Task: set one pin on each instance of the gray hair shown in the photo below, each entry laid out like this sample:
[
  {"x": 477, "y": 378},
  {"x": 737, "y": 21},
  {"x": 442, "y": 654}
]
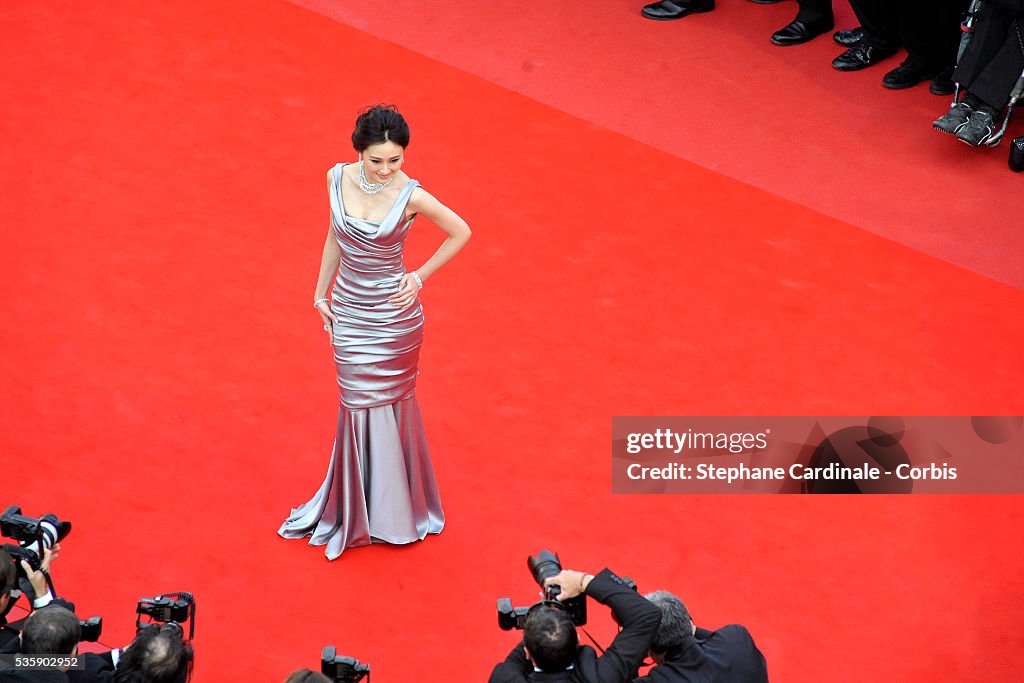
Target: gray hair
[{"x": 676, "y": 623}]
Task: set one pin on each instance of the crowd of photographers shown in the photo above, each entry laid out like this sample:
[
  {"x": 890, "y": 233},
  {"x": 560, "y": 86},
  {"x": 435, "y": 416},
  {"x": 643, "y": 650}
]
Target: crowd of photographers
[
  {"x": 973, "y": 49},
  {"x": 657, "y": 626},
  {"x": 43, "y": 647}
]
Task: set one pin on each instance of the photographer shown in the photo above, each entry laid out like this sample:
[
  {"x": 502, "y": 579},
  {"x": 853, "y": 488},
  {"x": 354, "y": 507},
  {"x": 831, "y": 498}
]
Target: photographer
[
  {"x": 550, "y": 649},
  {"x": 8, "y": 582},
  {"x": 51, "y": 631},
  {"x": 157, "y": 655},
  {"x": 685, "y": 653}
]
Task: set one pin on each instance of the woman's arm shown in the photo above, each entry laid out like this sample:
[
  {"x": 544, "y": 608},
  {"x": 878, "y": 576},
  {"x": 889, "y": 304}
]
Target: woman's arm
[
  {"x": 329, "y": 268},
  {"x": 458, "y": 232}
]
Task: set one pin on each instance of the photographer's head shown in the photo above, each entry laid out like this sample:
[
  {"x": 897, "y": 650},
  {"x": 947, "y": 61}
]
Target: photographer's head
[
  {"x": 157, "y": 655},
  {"x": 676, "y": 626},
  {"x": 8, "y": 579},
  {"x": 51, "y": 630},
  {"x": 550, "y": 637}
]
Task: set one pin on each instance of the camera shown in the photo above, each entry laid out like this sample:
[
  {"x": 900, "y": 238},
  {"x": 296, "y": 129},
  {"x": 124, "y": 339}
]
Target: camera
[
  {"x": 341, "y": 669},
  {"x": 543, "y": 566},
  {"x": 91, "y": 628},
  {"x": 34, "y": 536},
  {"x": 170, "y": 608}
]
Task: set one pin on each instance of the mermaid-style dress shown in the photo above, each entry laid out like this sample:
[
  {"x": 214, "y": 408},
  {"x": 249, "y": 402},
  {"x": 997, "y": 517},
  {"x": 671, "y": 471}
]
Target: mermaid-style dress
[{"x": 380, "y": 483}]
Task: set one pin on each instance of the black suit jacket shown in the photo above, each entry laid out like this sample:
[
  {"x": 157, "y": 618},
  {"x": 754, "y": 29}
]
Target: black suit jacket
[
  {"x": 639, "y": 620},
  {"x": 713, "y": 656}
]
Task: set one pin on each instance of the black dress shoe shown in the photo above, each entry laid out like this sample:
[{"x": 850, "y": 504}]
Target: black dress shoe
[
  {"x": 861, "y": 56},
  {"x": 798, "y": 32},
  {"x": 908, "y": 75},
  {"x": 676, "y": 9},
  {"x": 849, "y": 38}
]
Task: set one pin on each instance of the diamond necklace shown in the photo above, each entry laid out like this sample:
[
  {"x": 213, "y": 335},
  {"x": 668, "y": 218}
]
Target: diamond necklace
[{"x": 371, "y": 187}]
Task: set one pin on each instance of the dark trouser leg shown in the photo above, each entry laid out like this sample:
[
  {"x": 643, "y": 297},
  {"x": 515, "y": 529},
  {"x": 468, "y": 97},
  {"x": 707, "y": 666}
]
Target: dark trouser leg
[
  {"x": 930, "y": 30},
  {"x": 991, "y": 27},
  {"x": 998, "y": 77},
  {"x": 879, "y": 20},
  {"x": 813, "y": 10}
]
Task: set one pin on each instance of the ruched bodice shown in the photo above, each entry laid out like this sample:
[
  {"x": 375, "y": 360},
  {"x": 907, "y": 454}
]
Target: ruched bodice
[
  {"x": 380, "y": 482},
  {"x": 377, "y": 346}
]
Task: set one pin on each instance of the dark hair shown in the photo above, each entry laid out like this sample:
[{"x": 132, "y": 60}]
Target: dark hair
[
  {"x": 157, "y": 655},
  {"x": 551, "y": 638},
  {"x": 676, "y": 623},
  {"x": 380, "y": 123},
  {"x": 50, "y": 630},
  {"x": 8, "y": 572},
  {"x": 306, "y": 676}
]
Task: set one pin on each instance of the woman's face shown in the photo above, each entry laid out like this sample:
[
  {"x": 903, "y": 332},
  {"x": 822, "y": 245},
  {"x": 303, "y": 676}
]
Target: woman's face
[{"x": 383, "y": 160}]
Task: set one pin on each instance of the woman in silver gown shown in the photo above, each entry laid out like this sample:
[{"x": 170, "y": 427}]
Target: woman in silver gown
[{"x": 380, "y": 483}]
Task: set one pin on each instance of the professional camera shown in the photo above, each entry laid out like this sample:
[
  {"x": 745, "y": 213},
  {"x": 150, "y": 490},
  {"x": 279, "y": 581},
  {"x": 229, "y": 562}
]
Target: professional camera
[
  {"x": 342, "y": 669},
  {"x": 34, "y": 536},
  {"x": 545, "y": 565},
  {"x": 91, "y": 628},
  {"x": 174, "y": 608}
]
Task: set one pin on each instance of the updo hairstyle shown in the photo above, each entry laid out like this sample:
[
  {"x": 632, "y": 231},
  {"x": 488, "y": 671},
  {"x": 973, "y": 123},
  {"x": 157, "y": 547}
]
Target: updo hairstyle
[{"x": 380, "y": 123}]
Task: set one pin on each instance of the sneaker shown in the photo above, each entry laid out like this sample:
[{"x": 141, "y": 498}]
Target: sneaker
[
  {"x": 954, "y": 119},
  {"x": 943, "y": 84},
  {"x": 979, "y": 127},
  {"x": 908, "y": 75}
]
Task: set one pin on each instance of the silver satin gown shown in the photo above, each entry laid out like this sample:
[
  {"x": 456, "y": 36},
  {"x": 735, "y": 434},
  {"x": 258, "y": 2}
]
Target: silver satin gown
[{"x": 380, "y": 483}]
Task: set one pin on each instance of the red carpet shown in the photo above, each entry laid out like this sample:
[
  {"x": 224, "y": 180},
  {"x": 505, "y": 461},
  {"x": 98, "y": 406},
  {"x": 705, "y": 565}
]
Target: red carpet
[{"x": 167, "y": 387}]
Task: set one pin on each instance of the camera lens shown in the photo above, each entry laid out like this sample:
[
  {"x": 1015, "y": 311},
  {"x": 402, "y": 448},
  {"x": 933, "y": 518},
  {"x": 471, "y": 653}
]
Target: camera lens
[{"x": 544, "y": 566}]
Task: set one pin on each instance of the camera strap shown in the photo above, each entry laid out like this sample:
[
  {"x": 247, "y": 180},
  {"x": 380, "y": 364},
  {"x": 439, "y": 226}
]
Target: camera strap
[{"x": 596, "y": 646}]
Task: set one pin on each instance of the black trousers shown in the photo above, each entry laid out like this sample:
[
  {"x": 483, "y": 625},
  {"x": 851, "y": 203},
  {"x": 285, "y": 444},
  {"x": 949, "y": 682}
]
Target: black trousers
[
  {"x": 812, "y": 10},
  {"x": 928, "y": 29},
  {"x": 994, "y": 58}
]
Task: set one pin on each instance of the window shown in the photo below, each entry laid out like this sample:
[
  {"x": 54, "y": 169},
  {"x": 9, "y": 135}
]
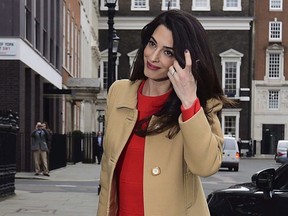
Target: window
[
  {"x": 139, "y": 4},
  {"x": 230, "y": 86},
  {"x": 231, "y": 62},
  {"x": 230, "y": 119},
  {"x": 232, "y": 5},
  {"x": 275, "y": 31},
  {"x": 103, "y": 7},
  {"x": 37, "y": 31},
  {"x": 174, "y": 4},
  {"x": 275, "y": 5},
  {"x": 274, "y": 65},
  {"x": 230, "y": 125},
  {"x": 64, "y": 36},
  {"x": 104, "y": 68},
  {"x": 201, "y": 5},
  {"x": 273, "y": 99},
  {"x": 28, "y": 6},
  {"x": 275, "y": 62}
]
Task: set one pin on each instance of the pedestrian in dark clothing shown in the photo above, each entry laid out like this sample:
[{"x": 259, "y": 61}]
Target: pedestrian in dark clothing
[{"x": 39, "y": 148}]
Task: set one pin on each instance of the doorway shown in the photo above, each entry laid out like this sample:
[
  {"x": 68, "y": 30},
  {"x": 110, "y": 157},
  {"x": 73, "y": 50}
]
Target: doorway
[{"x": 271, "y": 133}]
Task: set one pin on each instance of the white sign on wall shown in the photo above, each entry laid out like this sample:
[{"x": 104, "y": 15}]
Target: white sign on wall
[{"x": 7, "y": 48}]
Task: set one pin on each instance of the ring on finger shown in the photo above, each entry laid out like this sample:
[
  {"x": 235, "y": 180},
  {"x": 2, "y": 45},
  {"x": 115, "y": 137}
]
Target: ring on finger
[{"x": 173, "y": 72}]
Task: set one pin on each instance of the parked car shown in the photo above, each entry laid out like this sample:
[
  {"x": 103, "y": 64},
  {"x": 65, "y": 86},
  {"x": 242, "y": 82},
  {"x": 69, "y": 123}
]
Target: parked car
[
  {"x": 266, "y": 195},
  {"x": 281, "y": 151},
  {"x": 231, "y": 154}
]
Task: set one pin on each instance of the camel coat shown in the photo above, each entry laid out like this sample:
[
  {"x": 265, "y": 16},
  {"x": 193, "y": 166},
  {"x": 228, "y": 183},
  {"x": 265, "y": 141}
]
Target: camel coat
[{"x": 172, "y": 167}]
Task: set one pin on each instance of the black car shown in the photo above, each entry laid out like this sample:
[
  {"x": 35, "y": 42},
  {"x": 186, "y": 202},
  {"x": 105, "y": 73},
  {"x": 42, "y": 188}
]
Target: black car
[{"x": 266, "y": 195}]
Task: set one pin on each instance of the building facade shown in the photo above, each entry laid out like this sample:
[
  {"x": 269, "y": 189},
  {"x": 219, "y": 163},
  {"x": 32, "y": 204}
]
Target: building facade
[
  {"x": 229, "y": 25},
  {"x": 30, "y": 60},
  {"x": 270, "y": 75},
  {"x": 81, "y": 59}
]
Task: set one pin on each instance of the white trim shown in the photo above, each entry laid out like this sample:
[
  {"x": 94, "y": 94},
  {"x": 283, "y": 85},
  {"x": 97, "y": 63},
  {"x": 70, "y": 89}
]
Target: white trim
[
  {"x": 234, "y": 56},
  {"x": 237, "y": 8},
  {"x": 201, "y": 8},
  {"x": 276, "y": 9},
  {"x": 146, "y": 8},
  {"x": 231, "y": 112},
  {"x": 105, "y": 8},
  {"x": 209, "y": 23},
  {"x": 164, "y": 7},
  {"x": 33, "y": 60}
]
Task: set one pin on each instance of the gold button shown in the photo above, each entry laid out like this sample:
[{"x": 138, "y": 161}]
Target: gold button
[{"x": 156, "y": 171}]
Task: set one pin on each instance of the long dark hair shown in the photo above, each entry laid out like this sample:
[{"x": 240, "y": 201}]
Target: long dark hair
[{"x": 188, "y": 33}]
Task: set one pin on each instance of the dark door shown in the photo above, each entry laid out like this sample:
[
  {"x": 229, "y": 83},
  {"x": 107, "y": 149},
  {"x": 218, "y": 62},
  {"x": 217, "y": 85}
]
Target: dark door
[{"x": 271, "y": 133}]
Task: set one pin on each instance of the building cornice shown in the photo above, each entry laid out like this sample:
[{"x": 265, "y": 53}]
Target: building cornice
[{"x": 209, "y": 23}]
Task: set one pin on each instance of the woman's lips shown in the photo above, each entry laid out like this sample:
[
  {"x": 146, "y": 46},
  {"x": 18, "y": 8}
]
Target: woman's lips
[{"x": 152, "y": 67}]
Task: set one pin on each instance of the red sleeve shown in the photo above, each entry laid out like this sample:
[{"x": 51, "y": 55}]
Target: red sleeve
[{"x": 190, "y": 112}]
◇ ◇ ◇ ◇
WRITTEN TASK: Swap "sample" for "template" in the entries, beginning at the line that has "Task: set one pin on each instance of the dark door" and stopping at the end of the entries. Give those lines again with nothing else changed.

RESULT OF THIS TASK:
Task: set one pin on each instance of the dark door shown in the photo above, each entry laid out like this template:
[
  {"x": 229, "y": 83},
  {"x": 107, "y": 149},
  {"x": 218, "y": 62},
  {"x": 217, "y": 85}
]
Target: dark door
[{"x": 271, "y": 133}]
Task: set one pin on each instance of the building cornice shown in the photo above, each entry laid out like this template:
[{"x": 265, "y": 53}]
Target: building cornice
[{"x": 209, "y": 23}]
Task: set one pin on each instance of the woman's lips shown in the photo above, each entry laid out like this template:
[
  {"x": 146, "y": 46},
  {"x": 18, "y": 8}
]
Target: woman's lips
[{"x": 152, "y": 67}]
Task: set one pin on each instance of the red sleeve shown in the photo above, each entry laid out like this template:
[{"x": 51, "y": 55}]
Target: red sleeve
[{"x": 190, "y": 112}]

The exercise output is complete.